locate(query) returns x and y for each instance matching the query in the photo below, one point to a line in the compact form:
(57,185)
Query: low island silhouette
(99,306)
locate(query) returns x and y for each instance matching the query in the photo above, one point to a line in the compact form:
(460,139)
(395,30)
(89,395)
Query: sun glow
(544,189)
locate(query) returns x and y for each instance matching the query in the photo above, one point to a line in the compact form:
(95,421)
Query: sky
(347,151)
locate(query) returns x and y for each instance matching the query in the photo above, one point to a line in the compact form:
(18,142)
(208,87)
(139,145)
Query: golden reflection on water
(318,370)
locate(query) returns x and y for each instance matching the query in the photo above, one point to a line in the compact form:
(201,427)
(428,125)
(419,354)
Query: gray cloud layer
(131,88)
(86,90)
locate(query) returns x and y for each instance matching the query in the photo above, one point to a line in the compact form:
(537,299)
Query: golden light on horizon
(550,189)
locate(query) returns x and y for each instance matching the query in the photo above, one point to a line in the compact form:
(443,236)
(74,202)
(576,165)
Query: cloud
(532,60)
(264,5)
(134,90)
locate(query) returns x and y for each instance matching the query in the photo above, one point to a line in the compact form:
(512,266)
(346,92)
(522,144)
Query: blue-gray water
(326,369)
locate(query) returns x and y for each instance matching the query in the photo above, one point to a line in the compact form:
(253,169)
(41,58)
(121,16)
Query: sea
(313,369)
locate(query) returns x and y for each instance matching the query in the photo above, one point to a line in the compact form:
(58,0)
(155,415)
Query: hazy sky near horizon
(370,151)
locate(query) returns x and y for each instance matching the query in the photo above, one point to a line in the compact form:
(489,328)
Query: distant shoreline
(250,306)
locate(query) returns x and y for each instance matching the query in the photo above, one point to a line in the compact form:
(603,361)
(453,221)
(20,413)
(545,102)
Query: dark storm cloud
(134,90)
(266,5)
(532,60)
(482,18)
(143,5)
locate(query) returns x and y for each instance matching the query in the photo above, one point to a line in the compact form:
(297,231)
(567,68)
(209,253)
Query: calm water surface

DIRECTIONS FOR THIS TASK: Give back each record above exactly as written.

ANSWER:
locate(query) returns x and y for each instance matching the query in the photo below, one point to a line in the compact form:
(57,185)
Query: low island silhouette
(99,306)
locate(query) returns x and y for each instance matching the query in the photo above, one point to a line in the compact form:
(460,139)
(395,30)
(89,395)
Query: sun glow
(544,189)
locate(query) returns x and y for each instance matching the query in the photo above, one point to a line in the compact form:
(95,421)
Query: sky
(347,151)
locate(query) returns x and y for each instance matching the query in the photo above, one point to a line in the compact form:
(18,142)
(208,87)
(139,145)
Query: golden reflection on water
(318,370)
locate(query) returns x and y for each instance matching the query in the photo above, one point to a line in the compact form:
(201,427)
(428,125)
(419,354)
Query: gray cloud layer
(131,88)
(86,90)
locate(query) returns x and y for each instance matching the query in the photo above, one point to a line in the compact form:
(537,299)
Query: golden light on horizon
(550,189)
locate(query) returns x and y for each instance matching the query in the photo above, one point to a line in the compact form:
(443,236)
(74,202)
(576,165)
Query: cloud
(532,60)
(264,5)
(134,90)
locate(query) returns x and y for each instance matching the query in the photo above, one point to a line in the compact form:
(512,266)
(346,92)
(522,144)
Query: blue-gray water
(326,369)
locate(query) returns x and y for each instance matching the query in the photo above, one point to a line in the compact form:
(253,169)
(41,58)
(121,16)
Query: sea
(313,369)
locate(query) returns x and y for each instance matching the query in the photo above, one point to a line in the compact form:
(58,0)
(155,415)
Query: hazy sky near horizon
(370,151)
locate(query) returns x and y for each instance matching the query in the photo above, one point to a line in the compact form:
(489,328)
Query: distant shoreline
(250,306)
locate(query) returns x and y for each instance matching the query in the photo above, one point to a line in the compact form:
(603,361)
(453,221)
(20,413)
(545,102)
Query: dark storm cloud
(134,90)
(266,5)
(532,60)
(482,18)
(143,5)
locate(query) returns x and y for each instance matching the query in the photo above, one point to a line in the compact form:
(297,231)
(567,68)
(209,253)
Query: calm water surface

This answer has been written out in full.